◆ STORED RECORDS

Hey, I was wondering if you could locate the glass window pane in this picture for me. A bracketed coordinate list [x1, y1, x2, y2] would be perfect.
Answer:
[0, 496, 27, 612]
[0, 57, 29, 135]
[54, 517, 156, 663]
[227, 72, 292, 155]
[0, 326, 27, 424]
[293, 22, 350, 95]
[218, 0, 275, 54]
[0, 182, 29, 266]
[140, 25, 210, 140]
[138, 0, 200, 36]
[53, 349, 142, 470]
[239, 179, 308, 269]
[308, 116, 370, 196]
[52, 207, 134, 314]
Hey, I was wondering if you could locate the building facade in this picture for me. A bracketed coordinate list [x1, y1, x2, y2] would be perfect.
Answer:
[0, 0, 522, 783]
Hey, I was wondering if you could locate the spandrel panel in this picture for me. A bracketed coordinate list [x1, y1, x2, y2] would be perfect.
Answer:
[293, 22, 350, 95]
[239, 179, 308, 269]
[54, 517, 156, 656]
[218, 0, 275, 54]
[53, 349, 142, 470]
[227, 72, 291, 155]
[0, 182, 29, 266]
...
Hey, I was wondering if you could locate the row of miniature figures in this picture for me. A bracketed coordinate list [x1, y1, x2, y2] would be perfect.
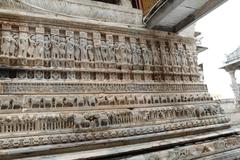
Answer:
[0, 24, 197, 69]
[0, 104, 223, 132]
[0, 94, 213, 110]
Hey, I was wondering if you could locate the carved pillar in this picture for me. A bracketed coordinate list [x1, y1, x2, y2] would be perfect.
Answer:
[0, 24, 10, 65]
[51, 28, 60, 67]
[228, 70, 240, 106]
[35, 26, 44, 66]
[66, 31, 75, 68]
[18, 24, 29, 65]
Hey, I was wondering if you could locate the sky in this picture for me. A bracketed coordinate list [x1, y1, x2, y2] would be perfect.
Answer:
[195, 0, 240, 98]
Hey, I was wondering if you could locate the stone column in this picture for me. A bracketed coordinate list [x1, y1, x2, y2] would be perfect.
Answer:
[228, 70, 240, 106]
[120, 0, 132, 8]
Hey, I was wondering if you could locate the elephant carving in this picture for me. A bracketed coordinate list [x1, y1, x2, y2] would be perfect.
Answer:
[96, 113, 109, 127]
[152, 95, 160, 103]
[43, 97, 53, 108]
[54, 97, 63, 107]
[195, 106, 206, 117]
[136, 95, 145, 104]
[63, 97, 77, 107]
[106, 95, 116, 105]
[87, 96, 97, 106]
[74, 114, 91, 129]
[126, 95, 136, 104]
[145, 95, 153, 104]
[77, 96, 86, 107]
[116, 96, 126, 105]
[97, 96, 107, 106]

◆ OBJECTIVE
From the items above, copy out in full each line that contains the string "bracketed".

◆ RESULT BELOW
Hey, I was wondering if you could locate the glass window pane in this picture for me. A bracketed coordinate list [x1, y1, x2, y2] would be perfect.
Hey, I was wondering if you could locate the building facade in this picture for me. A bracketed coordinate list [x1, y1, x2, y2] would be perfect.
Hey, I was wondering if you could locate the spandrel panel in this picture for me. A bracketed coordinate list [x1, y1, x2, y2] would be perfect.
Hey, I was wondering if you could locate the row of miniature figures in this picture for me. A bracketed coordinate list [x1, y1, x2, y2] would be perfect.
Hey, I was wondering if you could locate the carved pillar in this picture for me. A bracketed coordinate list [x1, y1, x2, y2] would be perfect.
Hey, I was wondering if you could locate the sky in this picture for me. A bracketed coordinate list [x1, y1, x2, y2] would be perfect.
Hey, I was wondering if you could locate the stone column in this picture for me. A bracketed coordinate list [x1, y1, x2, y2] would be perfect.
Hey, I was wondering if you could locate the elephant carving in this picture for me. A bracketed coordinate list [x1, y1, x2, y2] would be perfect.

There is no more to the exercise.